Page extract »
··········

Harry Nilsson on Songwriting
Songs are vignettes. They are slices of my life. My idea of a song is that it's like a book or movie only you have two or three minutes to convey the idea.

-- Harry Nilsson (1968)[1]


I write from personal experience, personal contact. It's like you experience A and B and come up with C. Basically, they must start with one person, the songwriter, and go to another person, the listener.

-- Harry Nilsson (1968)[2]


I'm not a musician. I manage to write music using the guitar and piano to get chord structures that I put on tape. Someone who knows how transcribes them. That's how it works.

-- Harry Nilsson (1969)[3]


My music is personal in a way. But, I don't really try for nostalgia. I mean I don't study the 1940s or listen to old records. I guess I've picked up a lot of images by going to old movies.

-- Harry Nilsson (1972)[4]


When I write, I try to create an image that gets an immediate response and then let the image do the work. Picasso can get a quick response from a drawing with only a few lines. In the framework of a three-minute song, you can only say so much.

-- Harry Nilsson (1972)[5]


When I started out I was just glad to have my own record out. Then when you get little successful you try to live up to it. It’s getting harder and harder to write songs. I go through periods where I want to drop a whole album I’m working on, where I can’t even listen to my own songs. I seem to recognize more flaws than I used to. Sometimes when I’m in the recording studio - or like now being interviewed - I think to myself "What am I doing here? I don’t belong here." But then I tell myself I do belong. At least everyone else says I do.

-- Harry Nilsson (1972)[6]



Harry Nilsson on Gun Violence
I get nervous when they start shooting piano players.

-- Harry Nilsson (1981)[1]

Harry Nilsson on His Career

Jim Painton in a 2002 post to the Harry Nilsson Mailing List described his belief that Harry Nilsson had just been "begrudgingly fulfilling his contract" with RCA from Pussy Cats through Knnillssonn.


I, however, had the pleasure of meeting the man. Although our conversation was brief, he exhibited a realistic handle on his own rise and fall. My loudmouth friend Herb actually admonished Harry - "You could have been bigger than Billy Joel, you sonuvabitch." Harry laughed and said, "I'm not dead YET."

··········

Data block »
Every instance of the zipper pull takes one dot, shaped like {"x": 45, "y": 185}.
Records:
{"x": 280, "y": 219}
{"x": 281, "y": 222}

··········

Stated exercise A » In the Harry Nilsson quotes, which two instruments does he say he uses to work out chord structures?
Stated exercise B » Which distinct years appear in the attributions of the Harry Nilsson quotes? List every one.
The listing has no connection to the Harry Nilsson quotes.

Output A » The guitar and the piano.

Output B » 1968, 1969, 1972, 1981